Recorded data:
>> Start

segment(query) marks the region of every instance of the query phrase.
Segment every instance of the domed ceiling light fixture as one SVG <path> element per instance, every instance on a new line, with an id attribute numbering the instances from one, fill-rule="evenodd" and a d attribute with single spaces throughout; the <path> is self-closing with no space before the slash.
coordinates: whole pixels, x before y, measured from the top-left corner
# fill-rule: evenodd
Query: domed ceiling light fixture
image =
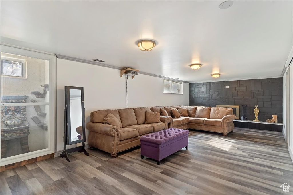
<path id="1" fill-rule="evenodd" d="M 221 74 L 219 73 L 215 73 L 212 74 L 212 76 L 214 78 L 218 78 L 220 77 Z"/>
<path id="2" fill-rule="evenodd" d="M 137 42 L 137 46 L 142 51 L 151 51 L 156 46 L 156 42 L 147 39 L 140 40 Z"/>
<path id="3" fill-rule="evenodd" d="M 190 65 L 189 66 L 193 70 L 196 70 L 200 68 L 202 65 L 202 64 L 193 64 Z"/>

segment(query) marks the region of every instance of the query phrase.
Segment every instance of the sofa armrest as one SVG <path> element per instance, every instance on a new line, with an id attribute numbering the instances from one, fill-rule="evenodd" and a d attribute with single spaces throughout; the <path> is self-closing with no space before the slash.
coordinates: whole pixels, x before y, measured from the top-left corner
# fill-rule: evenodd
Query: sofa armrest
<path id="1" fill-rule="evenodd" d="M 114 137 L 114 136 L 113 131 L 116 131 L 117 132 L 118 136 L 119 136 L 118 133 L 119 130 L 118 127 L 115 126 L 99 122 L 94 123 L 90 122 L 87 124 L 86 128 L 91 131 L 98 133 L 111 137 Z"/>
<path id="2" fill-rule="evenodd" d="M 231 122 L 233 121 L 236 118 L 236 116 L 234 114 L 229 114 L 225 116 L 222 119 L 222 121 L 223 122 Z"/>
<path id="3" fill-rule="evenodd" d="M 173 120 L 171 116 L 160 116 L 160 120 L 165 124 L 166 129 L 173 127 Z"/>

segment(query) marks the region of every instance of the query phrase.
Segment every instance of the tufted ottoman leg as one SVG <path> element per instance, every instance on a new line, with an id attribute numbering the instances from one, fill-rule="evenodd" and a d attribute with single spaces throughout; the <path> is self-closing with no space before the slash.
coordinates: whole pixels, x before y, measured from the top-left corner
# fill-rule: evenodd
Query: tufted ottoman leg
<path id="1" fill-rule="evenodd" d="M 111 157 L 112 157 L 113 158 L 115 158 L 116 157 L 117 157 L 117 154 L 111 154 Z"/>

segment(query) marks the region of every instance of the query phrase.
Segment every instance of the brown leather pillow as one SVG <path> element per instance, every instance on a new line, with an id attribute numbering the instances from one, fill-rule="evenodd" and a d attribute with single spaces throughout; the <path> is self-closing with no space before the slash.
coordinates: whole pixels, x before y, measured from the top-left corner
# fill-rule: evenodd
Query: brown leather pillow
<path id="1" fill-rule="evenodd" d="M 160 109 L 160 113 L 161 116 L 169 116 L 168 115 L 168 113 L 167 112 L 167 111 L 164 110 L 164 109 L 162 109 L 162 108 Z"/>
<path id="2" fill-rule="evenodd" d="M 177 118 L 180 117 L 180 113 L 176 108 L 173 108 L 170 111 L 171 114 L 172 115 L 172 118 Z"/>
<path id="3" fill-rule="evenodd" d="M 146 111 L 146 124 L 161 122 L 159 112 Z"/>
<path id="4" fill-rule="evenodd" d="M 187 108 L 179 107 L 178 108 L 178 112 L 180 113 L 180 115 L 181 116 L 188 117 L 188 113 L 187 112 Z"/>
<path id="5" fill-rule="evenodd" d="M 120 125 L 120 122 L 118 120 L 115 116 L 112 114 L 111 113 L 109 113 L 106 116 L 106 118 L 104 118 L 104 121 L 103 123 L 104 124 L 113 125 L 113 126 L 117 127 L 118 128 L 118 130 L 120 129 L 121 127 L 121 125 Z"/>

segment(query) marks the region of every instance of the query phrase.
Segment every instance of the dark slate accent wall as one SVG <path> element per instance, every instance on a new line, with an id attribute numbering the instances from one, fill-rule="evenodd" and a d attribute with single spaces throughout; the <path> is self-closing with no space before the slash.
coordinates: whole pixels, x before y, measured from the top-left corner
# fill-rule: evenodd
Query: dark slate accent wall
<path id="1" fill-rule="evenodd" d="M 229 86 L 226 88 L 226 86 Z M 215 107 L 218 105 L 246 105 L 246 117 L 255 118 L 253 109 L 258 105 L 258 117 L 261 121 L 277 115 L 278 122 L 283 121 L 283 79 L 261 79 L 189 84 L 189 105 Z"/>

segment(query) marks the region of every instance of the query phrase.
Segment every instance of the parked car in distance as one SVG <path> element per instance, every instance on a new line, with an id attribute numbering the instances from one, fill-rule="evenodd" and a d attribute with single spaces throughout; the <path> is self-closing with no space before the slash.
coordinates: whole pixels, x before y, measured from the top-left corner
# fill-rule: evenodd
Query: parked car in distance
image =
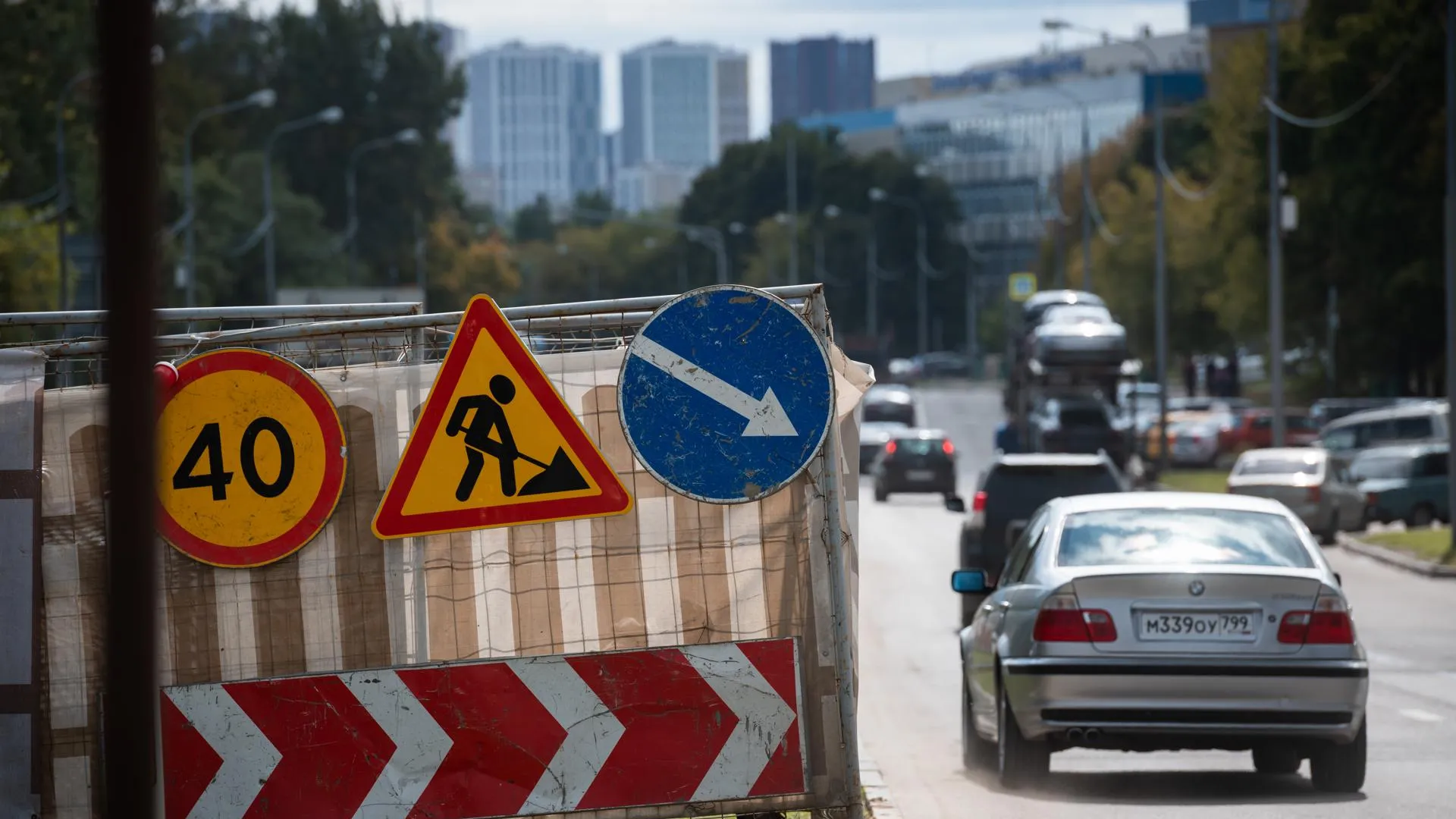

>> End

— Task —
Transcribe the stretch from the start of the records through the line that contains "190 65 L 189" without any changes, and omit the pictures.

— Output for this task —
segment(query) marks the region of every instance of the query phrase.
Segment every instance of the domed ceiling light fixture as one SVG <path> element per instance, every instance on a new line, with an id attribute numbering the instances from one, fill-rule="evenodd" and a d attribute with single spaces throughout; the <path> is self-closing with no space before the slash.
coordinates: whole pixels, x before y, measured from the top-left corner
# fill-rule: evenodd
Query: domed ceiling light fixture
image =
<path id="1" fill-rule="evenodd" d="M 221 74 L 219 73 L 215 73 L 212 74 L 212 76 L 214 78 L 218 78 L 220 77 Z"/>
<path id="2" fill-rule="evenodd" d="M 137 42 L 137 46 L 142 51 L 151 51 L 156 46 L 156 42 L 147 39 L 140 40 Z"/>
<path id="3" fill-rule="evenodd" d="M 190 65 L 189 66 L 193 70 L 196 70 L 200 68 L 202 65 L 202 64 L 193 64 Z"/>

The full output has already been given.